- [Things to do]
**1.** Take the excerpt on cartography and geodesy starting at "If you are able" and ending at "the east-west axis.", and write that stretch out again with "horizon" swapped for "skyline".
**2.** In the excerpt on cartography and geodesy, at which star is the rotational axis of the celestial sphere said to be fixed?
**3.** Carry on the excerpt on cartography and geodesy past its final sentence.

┌─ Excerpt provided

Until the first high-altitude photographs were taken, the principal methods of cartography have been the same throughout the entire history.
If you are able to measure distances and angles, you have everything you need to map the world – this is the main focus of geodesy. Cartography then is just a trivial visual representation of geodetic data.
If you watch how the sun moves across the sky throughout the year, you will be able to see that the length of the sun’s path across the sky and the exact place where it rises and sets shifts as the months go by.
On the northern hemisphere, sun rises and sets at its northernmost point on the summer solstice (midsummer), and at its southernmost on the winter solstice. The equal point between these two extremes occurs at equinoxes, and if you connect the two opposite points on the horizon where the sun sets during the equinoxes, you can accurately determine the east-west axis.
The same thing applies to the celestial sphere. After observing it for a while it is very easy to come to a logical conclusion that it forms a sort of “sphere” that revolves around the earth, with its rotational axis fixed at Polaris, and the sun and the planets very slowly moving on trajectories close to the equator.

└─
┌─ Data records

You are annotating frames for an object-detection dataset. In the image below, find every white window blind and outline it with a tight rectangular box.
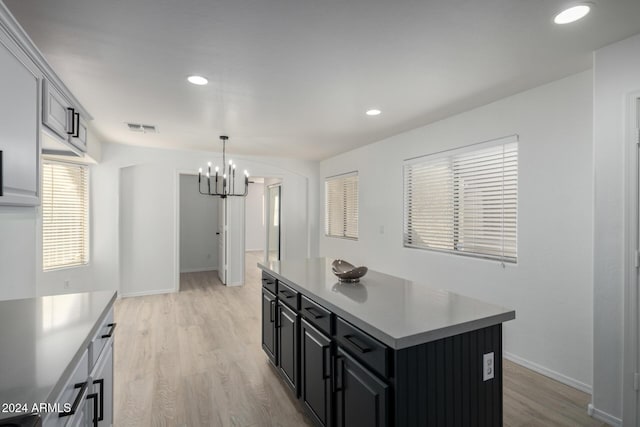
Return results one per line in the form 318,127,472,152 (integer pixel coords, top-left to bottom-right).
325,172,358,239
404,136,518,262
42,163,89,271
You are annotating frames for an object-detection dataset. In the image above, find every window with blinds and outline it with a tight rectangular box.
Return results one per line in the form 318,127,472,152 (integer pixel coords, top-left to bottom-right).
404,136,518,262
324,172,358,239
42,163,89,271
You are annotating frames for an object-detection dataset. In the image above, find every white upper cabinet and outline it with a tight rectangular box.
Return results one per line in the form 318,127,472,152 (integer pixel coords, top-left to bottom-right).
0,0,91,206
0,24,41,206
42,79,73,139
42,79,87,156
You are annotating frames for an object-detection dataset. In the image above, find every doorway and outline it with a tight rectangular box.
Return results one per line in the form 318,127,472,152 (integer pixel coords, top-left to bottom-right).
265,183,282,262
178,174,224,288
622,92,640,425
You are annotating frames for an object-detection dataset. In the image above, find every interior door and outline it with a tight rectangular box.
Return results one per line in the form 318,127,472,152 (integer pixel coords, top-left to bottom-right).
217,199,227,285
266,184,282,261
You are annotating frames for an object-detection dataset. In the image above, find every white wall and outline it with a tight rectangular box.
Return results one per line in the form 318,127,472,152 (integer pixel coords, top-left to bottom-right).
0,207,38,300
245,182,266,251
180,175,220,273
593,35,640,424
318,71,593,390
94,144,318,296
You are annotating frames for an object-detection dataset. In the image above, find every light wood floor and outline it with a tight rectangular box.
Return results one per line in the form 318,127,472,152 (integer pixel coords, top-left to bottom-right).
114,253,606,427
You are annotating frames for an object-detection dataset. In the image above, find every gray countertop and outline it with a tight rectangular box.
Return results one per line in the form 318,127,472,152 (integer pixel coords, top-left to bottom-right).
0,291,116,419
258,258,516,350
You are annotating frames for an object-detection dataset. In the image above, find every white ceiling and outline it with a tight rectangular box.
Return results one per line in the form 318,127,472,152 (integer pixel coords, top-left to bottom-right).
5,0,640,159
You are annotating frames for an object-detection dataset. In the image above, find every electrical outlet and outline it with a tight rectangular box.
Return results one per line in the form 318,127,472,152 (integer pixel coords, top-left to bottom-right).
482,352,494,381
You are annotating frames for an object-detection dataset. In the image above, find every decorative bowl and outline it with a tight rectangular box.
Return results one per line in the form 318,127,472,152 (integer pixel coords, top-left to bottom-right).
331,259,368,283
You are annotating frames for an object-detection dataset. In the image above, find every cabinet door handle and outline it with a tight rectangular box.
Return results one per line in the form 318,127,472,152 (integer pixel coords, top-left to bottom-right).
333,356,344,393
93,379,104,421
73,111,80,138
0,150,4,197
303,307,324,319
322,345,331,380
102,323,117,338
87,393,98,427
344,335,371,353
280,289,295,299
67,107,75,135
59,381,87,418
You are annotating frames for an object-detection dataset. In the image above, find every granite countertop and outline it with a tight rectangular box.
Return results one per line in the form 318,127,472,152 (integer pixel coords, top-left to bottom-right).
0,291,116,419
258,258,516,350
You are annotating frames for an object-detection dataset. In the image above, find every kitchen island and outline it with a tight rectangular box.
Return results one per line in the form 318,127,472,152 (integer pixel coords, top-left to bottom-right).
0,291,116,426
258,258,515,427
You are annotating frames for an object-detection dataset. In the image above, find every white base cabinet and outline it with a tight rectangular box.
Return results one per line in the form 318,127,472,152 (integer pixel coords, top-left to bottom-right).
42,308,116,427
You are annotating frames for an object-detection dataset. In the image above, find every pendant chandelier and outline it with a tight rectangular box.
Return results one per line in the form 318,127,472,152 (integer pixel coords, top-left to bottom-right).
198,135,249,199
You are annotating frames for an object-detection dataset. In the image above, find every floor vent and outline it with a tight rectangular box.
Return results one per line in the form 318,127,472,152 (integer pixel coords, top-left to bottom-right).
127,123,158,133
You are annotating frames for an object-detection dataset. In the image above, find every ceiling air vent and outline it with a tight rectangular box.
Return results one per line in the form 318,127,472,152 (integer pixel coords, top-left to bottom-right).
127,123,158,133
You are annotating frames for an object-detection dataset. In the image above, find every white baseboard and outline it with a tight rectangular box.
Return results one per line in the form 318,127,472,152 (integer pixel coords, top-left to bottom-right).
587,403,622,427
180,266,218,273
225,282,244,287
503,352,592,394
118,289,176,298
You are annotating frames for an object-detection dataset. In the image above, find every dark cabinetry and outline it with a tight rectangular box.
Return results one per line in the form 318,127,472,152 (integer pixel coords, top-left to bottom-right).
276,301,299,394
262,284,278,365
262,273,502,427
334,347,389,427
300,319,333,426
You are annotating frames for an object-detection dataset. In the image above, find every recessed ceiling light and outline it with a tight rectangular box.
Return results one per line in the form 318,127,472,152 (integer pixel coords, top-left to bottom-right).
187,76,209,86
553,4,591,24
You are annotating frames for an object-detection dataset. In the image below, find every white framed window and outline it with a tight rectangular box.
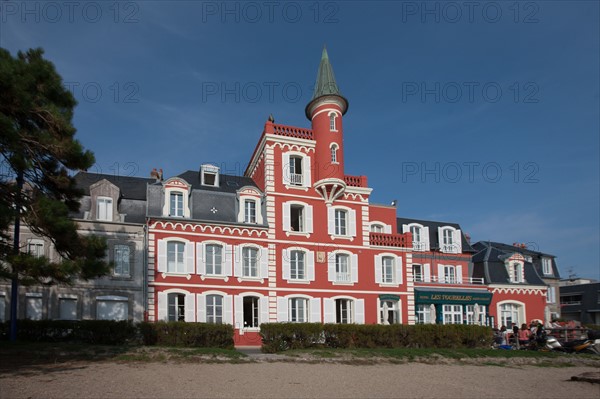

└─

- [The results]
**1.**
If you are able to measure distances and angles, you have everything you need to map the world – this is the main focus of geodesy. Cartography then is just a trivial visual representation of geodetic data.
If you watch how the sun moves across the sky throughout the year, you will be able to see that the length of the sun’s path across the sky and the exact place where it rises and sets shifts as the months go by.
On the northern hemisphere, sun rises and sets at its northernmost point on the summer solstice (midsummer), and at its southernmost on the winter solstice. The equal point between these two extremes occurs at equinoxes, and if you connect the two opposite points on the skyline where the sun sets during the equinoxes, you can accurately determine the east-west axis.

**2.** Polaris.

**3.**
This has been of course widely known throughout the history.
One of the main problems of very early cartography was that using the Sun or the Moon to measure the fixed four cardinal directions (north south, west east) was unreliable, as their positions in the sky significantly changed throughout the year and varied as the latitude changed.
The margin of error could be massive if one did not know the precise time of the year and did not have a precise enough way to measure angles, he could stray up to 25 km to the side from the intended target 100 km away.
However, the point at the horizon that is intersected by the celestial equator (stars that move the fastest during the night) is the same at any latitude, and if we know some of the constellations and stars that are very close to the equator, we can measure east and west with utmost accuracy. The most important of such stars is Mintaka, the uppermost star of the Orion’s belt. If one flew around the earth at the equator, basing his direction only by the position of Mintaka, he would never stray more than 31 km away from the equator. To determine where the north is, just find the point of horizon closest to the Polaris.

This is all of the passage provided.